## What you will do
Each line from the one containing "Target: plastic storage drawer unit" to the end of the listing below should be repeated exactly, with no other line included.
##########
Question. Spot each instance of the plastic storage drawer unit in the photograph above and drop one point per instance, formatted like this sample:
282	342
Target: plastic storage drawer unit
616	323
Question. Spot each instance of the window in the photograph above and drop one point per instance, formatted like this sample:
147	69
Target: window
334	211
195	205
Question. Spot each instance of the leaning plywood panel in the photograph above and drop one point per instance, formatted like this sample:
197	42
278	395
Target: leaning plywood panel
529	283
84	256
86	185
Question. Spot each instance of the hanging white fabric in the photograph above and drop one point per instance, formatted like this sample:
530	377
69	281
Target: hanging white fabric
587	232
##########
## Answer box
Target: plastic storage drawer unit
616	323
Question. Spot each instance of the window in the photograph above and drop one point per instance, formatted like this sample:
147	69
Target: window
334	211
195	205
Question. Spot each instance of the leaning plywood panel in the photograph above and drop one point per instance, formatted like this sample:
197	42
278	395
Target: leaning plywood panel
529	283
84	256
86	185
Question. Spot each instance of the hanging white fabric in the photograph above and drop one point per instance, formatted like this sample:
530	377
69	281
Target: hanging white fabric
587	232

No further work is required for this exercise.